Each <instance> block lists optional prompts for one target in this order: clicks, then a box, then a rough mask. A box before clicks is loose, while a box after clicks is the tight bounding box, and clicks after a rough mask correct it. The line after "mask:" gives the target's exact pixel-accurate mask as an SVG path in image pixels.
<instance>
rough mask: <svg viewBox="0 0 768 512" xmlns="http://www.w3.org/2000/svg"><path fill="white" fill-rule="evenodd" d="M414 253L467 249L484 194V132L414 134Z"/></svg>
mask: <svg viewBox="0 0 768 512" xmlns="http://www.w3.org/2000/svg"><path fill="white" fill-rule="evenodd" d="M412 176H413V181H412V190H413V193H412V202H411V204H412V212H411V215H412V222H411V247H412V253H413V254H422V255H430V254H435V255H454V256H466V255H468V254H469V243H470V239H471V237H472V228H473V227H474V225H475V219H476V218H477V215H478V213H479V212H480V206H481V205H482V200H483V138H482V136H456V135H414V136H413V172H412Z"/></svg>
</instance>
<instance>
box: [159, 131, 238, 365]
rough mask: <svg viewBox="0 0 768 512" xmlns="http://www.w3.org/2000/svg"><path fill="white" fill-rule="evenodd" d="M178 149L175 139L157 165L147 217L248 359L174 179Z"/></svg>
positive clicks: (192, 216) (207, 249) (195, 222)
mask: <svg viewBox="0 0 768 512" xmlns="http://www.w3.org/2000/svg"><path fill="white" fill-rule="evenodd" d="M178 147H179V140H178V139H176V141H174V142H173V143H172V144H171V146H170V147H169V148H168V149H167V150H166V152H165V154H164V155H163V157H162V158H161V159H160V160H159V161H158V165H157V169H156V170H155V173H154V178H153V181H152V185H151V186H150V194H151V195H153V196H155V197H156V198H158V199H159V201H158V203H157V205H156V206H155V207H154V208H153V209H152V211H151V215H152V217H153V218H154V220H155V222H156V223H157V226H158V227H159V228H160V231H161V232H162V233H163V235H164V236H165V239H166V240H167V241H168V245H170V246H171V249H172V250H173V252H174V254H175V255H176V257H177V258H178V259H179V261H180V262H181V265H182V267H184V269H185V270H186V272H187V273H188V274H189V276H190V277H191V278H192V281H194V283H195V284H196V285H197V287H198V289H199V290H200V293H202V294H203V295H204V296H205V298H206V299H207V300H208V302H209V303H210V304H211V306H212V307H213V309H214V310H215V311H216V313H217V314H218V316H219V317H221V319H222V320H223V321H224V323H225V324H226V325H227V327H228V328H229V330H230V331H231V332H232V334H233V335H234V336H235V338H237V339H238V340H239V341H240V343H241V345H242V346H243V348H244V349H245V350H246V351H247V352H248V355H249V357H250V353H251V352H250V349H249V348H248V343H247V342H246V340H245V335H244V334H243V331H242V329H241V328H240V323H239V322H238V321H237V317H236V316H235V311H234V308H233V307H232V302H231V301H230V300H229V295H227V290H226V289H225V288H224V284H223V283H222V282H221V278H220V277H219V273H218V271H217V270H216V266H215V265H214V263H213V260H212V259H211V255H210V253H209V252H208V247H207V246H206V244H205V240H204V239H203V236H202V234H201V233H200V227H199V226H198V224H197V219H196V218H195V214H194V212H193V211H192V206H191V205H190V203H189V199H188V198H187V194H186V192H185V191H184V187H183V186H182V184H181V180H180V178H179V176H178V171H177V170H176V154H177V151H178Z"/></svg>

━━━━━━━━

Quote verbatim the opening lines of the listing above, ending with the line where "149L175 139L157 165L147" appears; include both endpoints and nothing more.

Each <instance> block lists optional prompts for one target in this order: clicks, then a box, then a rough mask. A box before clicks is loose, while a box after clicks is the tight bounding box, and clicks after a rough mask correct it. The line after "mask:" gives the target's exact pixel-accurate mask as an SVG path in image pixels.
<instance>
rough mask: <svg viewBox="0 0 768 512" xmlns="http://www.w3.org/2000/svg"><path fill="white" fill-rule="evenodd" d="M414 253L467 249L484 194V132L414 134Z"/></svg>
mask: <svg viewBox="0 0 768 512" xmlns="http://www.w3.org/2000/svg"><path fill="white" fill-rule="evenodd" d="M412 176H413V181H412V190H413V193H412V202H411V204H412V212H411V215H412V222H411V247H412V253H413V254H422V255H430V254H435V255H454V256H466V255H468V254H469V243H470V239H471V237H472V228H473V227H474V225H475V219H476V218H477V215H478V213H479V212H480V206H481V205H482V200H483V138H482V136H456V135H414V136H413V172H412Z"/></svg>
</instance>
<instance>
box: [159, 131, 238, 365]
rough mask: <svg viewBox="0 0 768 512" xmlns="http://www.w3.org/2000/svg"><path fill="white" fill-rule="evenodd" d="M178 149L175 139L157 165L147 217L248 359L174 179Z"/></svg>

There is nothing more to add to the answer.